- [EXERCISE DETAILS]: If a line below falls between the line with "of the green" and the line with "x=183 y=344", or is one of those two, output it exactly; output nothing else and no pictures.

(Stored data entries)
⁂
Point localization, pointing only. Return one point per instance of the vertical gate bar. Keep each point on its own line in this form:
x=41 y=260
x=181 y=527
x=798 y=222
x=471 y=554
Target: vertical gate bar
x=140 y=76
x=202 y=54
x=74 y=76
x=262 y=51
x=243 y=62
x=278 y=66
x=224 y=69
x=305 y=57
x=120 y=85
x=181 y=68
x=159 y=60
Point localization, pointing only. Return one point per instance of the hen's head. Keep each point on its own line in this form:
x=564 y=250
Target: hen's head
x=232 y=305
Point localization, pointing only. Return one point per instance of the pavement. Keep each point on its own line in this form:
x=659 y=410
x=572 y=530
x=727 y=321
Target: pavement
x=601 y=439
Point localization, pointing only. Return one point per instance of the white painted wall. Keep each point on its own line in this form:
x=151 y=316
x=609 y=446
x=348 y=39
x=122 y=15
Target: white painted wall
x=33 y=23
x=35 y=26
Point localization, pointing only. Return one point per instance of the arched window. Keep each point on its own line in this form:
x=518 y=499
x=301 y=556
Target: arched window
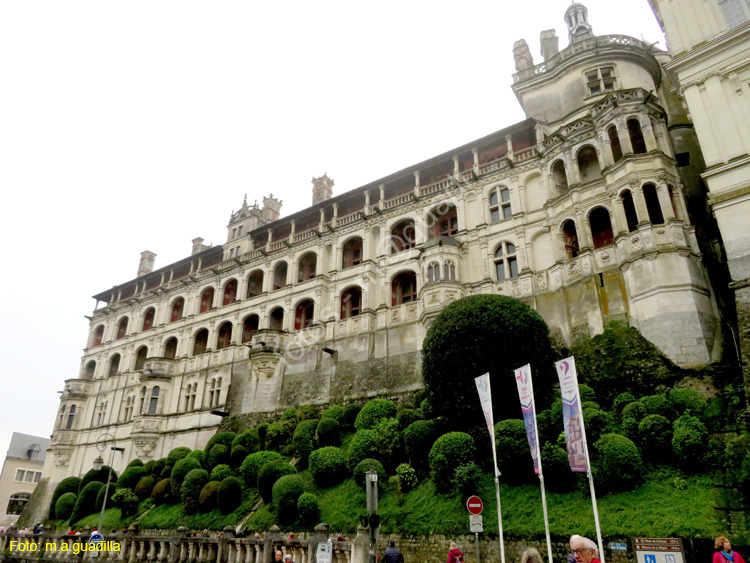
x=201 y=342
x=351 y=253
x=433 y=272
x=500 y=209
x=170 y=348
x=276 y=319
x=351 y=302
x=308 y=265
x=636 y=136
x=630 y=213
x=449 y=271
x=225 y=336
x=140 y=357
x=249 y=327
x=154 y=401
x=114 y=365
x=122 y=328
x=279 y=275
x=506 y=264
x=148 y=319
x=614 y=143
x=404 y=288
x=652 y=204
x=403 y=236
x=303 y=316
x=588 y=164
x=230 y=293
x=177 y=307
x=98 y=335
x=255 y=284
x=570 y=239
x=559 y=177
x=601 y=227
x=207 y=300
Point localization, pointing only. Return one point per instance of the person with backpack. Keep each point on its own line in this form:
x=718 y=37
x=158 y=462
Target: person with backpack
x=455 y=555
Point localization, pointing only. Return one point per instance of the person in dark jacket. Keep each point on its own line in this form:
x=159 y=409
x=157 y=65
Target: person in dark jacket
x=392 y=554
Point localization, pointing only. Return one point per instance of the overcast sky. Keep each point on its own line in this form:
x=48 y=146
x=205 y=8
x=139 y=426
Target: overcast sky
x=139 y=125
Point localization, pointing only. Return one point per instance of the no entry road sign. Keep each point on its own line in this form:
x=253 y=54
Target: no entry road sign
x=474 y=505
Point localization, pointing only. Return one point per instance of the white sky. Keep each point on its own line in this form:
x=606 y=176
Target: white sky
x=127 y=126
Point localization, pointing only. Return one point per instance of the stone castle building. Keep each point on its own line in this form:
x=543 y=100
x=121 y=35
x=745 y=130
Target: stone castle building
x=581 y=210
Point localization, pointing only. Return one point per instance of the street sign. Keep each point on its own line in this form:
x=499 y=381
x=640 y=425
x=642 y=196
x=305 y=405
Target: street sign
x=474 y=505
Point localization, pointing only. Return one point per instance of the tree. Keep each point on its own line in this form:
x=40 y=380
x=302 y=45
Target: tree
x=480 y=334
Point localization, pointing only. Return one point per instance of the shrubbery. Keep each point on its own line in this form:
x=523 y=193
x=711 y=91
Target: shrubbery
x=327 y=466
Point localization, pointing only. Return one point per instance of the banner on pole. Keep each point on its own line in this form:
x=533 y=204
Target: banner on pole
x=526 y=394
x=485 y=399
x=572 y=416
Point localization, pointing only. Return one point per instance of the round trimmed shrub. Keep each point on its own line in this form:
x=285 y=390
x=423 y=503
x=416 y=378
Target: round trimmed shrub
x=191 y=489
x=328 y=432
x=689 y=442
x=286 y=493
x=67 y=485
x=449 y=452
x=328 y=466
x=64 y=505
x=308 y=509
x=364 y=444
x=334 y=411
x=182 y=468
x=144 y=487
x=86 y=501
x=618 y=463
x=252 y=464
x=229 y=495
x=373 y=412
x=407 y=477
x=269 y=474
x=207 y=498
x=360 y=472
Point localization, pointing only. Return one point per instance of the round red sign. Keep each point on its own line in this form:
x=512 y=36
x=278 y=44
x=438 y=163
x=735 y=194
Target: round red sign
x=474 y=505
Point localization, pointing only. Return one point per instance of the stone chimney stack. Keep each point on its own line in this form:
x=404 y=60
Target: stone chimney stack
x=146 y=265
x=322 y=188
x=271 y=209
x=549 y=44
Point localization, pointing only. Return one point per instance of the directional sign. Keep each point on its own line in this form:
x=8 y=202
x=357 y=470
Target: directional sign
x=474 y=505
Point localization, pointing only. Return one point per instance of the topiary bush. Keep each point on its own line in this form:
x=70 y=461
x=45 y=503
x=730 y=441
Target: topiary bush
x=449 y=452
x=364 y=444
x=373 y=412
x=269 y=474
x=252 y=464
x=308 y=509
x=360 y=472
x=67 y=485
x=328 y=432
x=618 y=465
x=479 y=334
x=327 y=466
x=191 y=489
x=64 y=505
x=303 y=440
x=229 y=495
x=286 y=493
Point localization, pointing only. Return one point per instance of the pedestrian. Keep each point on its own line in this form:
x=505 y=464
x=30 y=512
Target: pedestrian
x=392 y=554
x=454 y=554
x=724 y=553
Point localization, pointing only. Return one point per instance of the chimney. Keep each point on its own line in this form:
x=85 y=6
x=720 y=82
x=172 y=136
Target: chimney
x=146 y=265
x=271 y=208
x=549 y=44
x=322 y=188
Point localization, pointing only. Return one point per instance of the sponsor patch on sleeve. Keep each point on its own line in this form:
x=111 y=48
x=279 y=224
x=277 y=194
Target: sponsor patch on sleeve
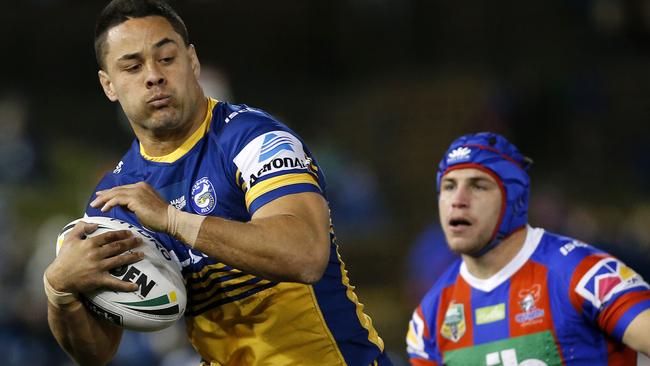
x=270 y=153
x=607 y=278
x=415 y=337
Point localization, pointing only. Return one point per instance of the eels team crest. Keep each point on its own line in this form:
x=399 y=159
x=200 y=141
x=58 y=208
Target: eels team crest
x=203 y=197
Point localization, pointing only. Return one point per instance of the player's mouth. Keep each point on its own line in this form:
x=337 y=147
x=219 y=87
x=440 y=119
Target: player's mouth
x=160 y=100
x=459 y=224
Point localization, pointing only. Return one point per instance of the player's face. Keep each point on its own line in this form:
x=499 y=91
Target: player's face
x=470 y=205
x=151 y=72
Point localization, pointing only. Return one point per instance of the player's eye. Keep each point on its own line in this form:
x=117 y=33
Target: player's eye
x=448 y=186
x=133 y=68
x=479 y=187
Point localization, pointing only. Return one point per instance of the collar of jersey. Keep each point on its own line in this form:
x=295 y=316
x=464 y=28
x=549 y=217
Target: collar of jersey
x=533 y=237
x=189 y=143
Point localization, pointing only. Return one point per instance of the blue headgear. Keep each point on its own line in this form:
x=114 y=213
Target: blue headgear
x=495 y=155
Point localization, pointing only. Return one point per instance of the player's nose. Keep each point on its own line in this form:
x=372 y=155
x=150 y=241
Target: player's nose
x=155 y=77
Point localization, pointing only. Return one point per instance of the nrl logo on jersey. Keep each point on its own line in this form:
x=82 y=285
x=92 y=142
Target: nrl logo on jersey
x=118 y=168
x=606 y=279
x=204 y=198
x=179 y=202
x=527 y=302
x=454 y=326
x=459 y=154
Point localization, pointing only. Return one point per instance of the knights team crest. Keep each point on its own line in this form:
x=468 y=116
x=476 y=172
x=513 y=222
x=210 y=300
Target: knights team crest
x=454 y=326
x=203 y=197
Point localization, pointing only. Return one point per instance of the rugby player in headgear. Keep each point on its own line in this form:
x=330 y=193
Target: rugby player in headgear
x=520 y=295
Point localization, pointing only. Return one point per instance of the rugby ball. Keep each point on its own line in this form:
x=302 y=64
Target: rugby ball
x=160 y=299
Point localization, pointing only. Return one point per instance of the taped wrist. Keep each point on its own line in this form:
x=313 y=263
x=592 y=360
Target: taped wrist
x=184 y=226
x=57 y=298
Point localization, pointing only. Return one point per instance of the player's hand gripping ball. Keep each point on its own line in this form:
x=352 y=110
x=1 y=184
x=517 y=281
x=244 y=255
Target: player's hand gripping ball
x=160 y=299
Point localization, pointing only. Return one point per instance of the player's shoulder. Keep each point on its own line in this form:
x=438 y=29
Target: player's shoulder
x=563 y=254
x=448 y=278
x=239 y=123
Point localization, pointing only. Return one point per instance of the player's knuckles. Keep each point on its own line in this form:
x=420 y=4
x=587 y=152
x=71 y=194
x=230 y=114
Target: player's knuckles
x=122 y=260
x=112 y=236
x=119 y=285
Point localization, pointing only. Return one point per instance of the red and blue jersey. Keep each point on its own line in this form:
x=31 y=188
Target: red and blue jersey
x=557 y=302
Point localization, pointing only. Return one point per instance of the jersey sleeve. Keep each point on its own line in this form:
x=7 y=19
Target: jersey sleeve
x=609 y=293
x=420 y=342
x=268 y=159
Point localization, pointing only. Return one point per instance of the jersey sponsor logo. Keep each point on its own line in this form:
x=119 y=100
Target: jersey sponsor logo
x=454 y=326
x=118 y=168
x=508 y=357
x=536 y=349
x=236 y=113
x=415 y=337
x=203 y=197
x=607 y=278
x=459 y=154
x=272 y=145
x=527 y=302
x=270 y=153
x=280 y=164
x=567 y=248
x=490 y=314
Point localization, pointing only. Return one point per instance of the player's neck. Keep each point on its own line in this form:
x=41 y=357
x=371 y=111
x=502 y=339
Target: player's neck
x=490 y=263
x=161 y=143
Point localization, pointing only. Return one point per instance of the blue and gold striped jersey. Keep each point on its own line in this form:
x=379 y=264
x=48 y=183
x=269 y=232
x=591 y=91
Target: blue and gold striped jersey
x=240 y=159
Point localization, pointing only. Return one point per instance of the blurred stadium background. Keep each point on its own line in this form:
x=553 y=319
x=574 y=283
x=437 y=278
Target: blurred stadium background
x=378 y=89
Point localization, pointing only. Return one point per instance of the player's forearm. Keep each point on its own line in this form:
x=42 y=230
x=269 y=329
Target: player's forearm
x=280 y=248
x=83 y=337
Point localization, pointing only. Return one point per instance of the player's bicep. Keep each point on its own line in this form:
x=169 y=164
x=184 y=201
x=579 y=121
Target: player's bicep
x=609 y=293
x=637 y=334
x=307 y=206
x=420 y=343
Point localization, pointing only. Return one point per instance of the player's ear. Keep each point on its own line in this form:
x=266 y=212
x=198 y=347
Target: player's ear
x=107 y=85
x=194 y=59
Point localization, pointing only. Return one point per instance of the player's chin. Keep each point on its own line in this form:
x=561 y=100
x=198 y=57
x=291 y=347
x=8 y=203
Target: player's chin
x=462 y=245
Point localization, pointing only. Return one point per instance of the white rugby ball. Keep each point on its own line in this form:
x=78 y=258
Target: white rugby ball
x=160 y=299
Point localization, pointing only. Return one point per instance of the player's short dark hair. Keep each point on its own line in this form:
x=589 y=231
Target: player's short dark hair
x=119 y=11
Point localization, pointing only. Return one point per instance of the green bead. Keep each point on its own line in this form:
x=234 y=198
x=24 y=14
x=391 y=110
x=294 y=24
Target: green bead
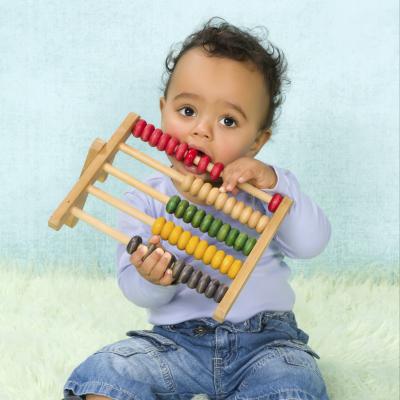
x=180 y=210
x=215 y=227
x=189 y=213
x=197 y=218
x=240 y=241
x=172 y=204
x=232 y=235
x=223 y=232
x=206 y=223
x=248 y=246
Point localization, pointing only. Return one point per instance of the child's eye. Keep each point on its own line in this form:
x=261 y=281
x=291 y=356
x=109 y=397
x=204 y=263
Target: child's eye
x=229 y=122
x=187 y=111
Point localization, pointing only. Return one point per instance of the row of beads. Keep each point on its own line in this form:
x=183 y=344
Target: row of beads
x=185 y=273
x=200 y=249
x=213 y=226
x=227 y=204
x=173 y=147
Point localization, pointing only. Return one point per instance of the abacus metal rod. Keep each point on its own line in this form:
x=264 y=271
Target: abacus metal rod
x=121 y=205
x=130 y=180
x=246 y=187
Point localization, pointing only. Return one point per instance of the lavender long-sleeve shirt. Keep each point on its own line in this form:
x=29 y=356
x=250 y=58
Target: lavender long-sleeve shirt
x=304 y=233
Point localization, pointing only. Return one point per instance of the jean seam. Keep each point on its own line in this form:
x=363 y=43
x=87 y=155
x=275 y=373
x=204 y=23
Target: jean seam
x=102 y=384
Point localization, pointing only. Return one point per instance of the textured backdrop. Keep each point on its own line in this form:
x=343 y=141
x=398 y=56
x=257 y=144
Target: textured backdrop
x=71 y=71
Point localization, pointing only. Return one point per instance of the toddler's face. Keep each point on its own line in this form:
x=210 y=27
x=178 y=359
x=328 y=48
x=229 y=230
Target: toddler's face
x=216 y=105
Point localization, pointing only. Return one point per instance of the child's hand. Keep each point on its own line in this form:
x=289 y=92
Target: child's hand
x=246 y=169
x=154 y=267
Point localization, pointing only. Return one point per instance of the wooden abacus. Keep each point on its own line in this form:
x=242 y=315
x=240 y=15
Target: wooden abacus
x=99 y=164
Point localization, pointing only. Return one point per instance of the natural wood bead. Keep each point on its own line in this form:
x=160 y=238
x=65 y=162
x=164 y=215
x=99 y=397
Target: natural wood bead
x=229 y=204
x=245 y=215
x=187 y=182
x=220 y=201
x=262 y=223
x=254 y=218
x=205 y=189
x=237 y=209
x=196 y=186
x=212 y=196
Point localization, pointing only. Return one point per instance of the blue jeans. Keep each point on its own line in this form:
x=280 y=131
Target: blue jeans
x=265 y=357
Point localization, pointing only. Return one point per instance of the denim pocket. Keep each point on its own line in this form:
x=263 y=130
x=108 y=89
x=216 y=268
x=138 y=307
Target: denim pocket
x=140 y=342
x=156 y=340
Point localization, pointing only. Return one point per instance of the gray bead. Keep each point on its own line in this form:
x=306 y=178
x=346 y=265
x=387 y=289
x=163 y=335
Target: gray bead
x=211 y=288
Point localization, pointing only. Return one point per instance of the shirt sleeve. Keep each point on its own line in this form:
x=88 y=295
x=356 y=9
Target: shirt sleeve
x=305 y=231
x=135 y=288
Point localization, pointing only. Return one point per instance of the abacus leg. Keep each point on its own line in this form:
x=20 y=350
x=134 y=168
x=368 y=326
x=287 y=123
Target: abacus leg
x=251 y=261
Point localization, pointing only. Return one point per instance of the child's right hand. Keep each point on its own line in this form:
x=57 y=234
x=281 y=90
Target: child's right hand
x=154 y=267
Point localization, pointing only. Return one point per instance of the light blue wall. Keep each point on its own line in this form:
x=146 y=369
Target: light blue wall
x=70 y=72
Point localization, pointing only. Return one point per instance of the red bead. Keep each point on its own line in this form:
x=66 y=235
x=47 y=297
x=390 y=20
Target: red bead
x=170 y=149
x=190 y=156
x=148 y=130
x=155 y=137
x=138 y=128
x=181 y=151
x=216 y=171
x=162 y=143
x=203 y=163
x=275 y=201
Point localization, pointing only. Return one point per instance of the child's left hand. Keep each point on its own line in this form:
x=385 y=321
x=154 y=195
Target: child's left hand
x=246 y=169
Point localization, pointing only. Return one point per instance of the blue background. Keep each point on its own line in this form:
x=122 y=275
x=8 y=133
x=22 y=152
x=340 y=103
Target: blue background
x=71 y=71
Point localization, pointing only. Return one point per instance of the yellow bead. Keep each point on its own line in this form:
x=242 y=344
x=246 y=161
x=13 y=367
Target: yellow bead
x=167 y=229
x=209 y=254
x=184 y=240
x=158 y=225
x=234 y=269
x=217 y=259
x=175 y=234
x=191 y=246
x=226 y=263
x=200 y=249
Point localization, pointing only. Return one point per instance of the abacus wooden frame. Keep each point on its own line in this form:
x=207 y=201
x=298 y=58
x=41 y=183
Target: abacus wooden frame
x=70 y=209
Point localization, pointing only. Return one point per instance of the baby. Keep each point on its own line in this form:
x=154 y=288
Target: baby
x=221 y=97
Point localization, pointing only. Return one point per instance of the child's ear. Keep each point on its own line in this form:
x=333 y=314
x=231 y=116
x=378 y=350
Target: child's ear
x=162 y=103
x=262 y=137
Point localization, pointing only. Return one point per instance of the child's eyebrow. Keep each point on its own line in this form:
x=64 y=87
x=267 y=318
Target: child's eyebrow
x=197 y=97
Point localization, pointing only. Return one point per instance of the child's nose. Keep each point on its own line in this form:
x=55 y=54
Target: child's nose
x=203 y=131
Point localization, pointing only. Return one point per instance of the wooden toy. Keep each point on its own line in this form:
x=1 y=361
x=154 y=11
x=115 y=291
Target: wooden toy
x=98 y=166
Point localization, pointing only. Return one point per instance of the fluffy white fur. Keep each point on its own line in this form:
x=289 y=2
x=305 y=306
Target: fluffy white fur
x=50 y=321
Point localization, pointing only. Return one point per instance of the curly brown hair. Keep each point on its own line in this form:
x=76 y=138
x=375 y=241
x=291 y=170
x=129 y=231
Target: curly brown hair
x=221 y=39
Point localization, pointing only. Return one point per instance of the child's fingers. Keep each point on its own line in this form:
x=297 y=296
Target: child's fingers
x=137 y=255
x=167 y=279
x=158 y=269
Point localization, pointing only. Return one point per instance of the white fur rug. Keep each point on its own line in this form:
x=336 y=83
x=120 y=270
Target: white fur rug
x=51 y=321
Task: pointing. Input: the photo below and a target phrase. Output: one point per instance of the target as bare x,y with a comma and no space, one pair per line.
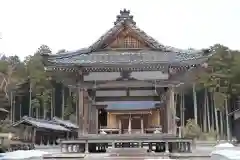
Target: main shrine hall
126,80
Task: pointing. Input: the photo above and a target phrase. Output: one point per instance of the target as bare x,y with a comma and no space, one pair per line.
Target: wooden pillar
96,120
142,126
63,102
170,112
85,111
120,125
80,111
34,135
130,124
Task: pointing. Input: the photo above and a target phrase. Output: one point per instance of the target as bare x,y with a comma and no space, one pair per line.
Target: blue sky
74,24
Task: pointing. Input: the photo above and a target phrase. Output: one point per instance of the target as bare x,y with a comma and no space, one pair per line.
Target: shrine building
126,80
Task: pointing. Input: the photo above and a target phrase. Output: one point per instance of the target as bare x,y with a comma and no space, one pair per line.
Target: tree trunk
208,111
195,103
227,120
216,116
205,111
30,101
52,99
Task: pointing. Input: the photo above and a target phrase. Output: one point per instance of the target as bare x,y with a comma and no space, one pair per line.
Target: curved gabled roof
97,52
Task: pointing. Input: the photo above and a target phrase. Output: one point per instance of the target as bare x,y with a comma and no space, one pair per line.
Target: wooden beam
142,98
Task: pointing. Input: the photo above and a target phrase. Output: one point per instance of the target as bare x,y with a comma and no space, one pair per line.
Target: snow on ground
224,145
21,154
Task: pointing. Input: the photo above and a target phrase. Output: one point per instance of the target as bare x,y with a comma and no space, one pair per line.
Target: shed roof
65,123
40,123
131,105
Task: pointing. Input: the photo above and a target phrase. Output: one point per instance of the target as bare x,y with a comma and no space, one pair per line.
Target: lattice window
130,42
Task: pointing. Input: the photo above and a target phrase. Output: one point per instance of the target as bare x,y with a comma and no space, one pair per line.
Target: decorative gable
127,39
125,34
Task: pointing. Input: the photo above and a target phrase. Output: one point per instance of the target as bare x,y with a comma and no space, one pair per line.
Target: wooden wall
151,120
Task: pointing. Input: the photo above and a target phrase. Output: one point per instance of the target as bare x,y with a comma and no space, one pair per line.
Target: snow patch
22,154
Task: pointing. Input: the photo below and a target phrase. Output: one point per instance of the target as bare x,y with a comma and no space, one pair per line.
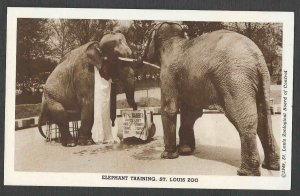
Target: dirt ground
217,152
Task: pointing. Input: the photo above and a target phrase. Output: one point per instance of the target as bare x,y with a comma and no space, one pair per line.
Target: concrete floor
217,152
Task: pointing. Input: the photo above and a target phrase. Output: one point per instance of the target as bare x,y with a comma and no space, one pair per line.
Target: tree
195,28
85,30
61,39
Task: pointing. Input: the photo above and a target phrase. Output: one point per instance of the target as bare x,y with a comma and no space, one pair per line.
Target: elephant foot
69,143
272,162
170,155
85,141
185,149
248,172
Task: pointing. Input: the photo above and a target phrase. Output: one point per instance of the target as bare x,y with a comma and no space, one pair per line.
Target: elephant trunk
129,91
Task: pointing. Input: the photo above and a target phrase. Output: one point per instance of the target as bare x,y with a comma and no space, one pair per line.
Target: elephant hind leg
60,116
188,116
242,112
265,134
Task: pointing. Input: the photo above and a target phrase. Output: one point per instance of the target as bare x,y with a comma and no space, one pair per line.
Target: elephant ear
95,55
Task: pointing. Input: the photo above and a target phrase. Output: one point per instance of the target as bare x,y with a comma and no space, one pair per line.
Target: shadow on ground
230,156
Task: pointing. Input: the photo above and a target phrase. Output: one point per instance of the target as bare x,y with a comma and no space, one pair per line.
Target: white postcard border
12,177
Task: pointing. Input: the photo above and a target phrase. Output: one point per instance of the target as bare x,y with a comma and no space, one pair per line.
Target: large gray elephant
223,68
70,87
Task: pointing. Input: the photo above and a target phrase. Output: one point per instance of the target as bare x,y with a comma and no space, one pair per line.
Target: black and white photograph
149,98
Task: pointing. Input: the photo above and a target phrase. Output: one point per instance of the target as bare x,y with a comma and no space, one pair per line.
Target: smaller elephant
223,68
70,87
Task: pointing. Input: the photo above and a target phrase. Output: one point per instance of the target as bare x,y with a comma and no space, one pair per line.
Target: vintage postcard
149,98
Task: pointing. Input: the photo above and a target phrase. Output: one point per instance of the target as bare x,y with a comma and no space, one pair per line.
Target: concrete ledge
26,123
33,121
⁂
- [RESULT OF THIS EXERCISE]:
Point localization, pointing only. Return one point per instance of the green bead. Keep each point on its own line in this form:
x=234 y=198
x=24 y=14
x=391 y=110
x=294 y=24
Target: green bead
x=180 y=210
x=215 y=227
x=189 y=213
x=197 y=218
x=240 y=241
x=172 y=204
x=232 y=235
x=223 y=232
x=206 y=223
x=248 y=246
Point localization, pointing only. Return one point per instance of the child's eye. Keep each point on its own line in this form:
x=261 y=281
x=291 y=356
x=109 y=397
x=204 y=263
Target: child's eye
x=229 y=122
x=187 y=111
Point localization, pointing only. Return one point per instance of the row of beads. Keep each point on its own line in this form:
x=183 y=344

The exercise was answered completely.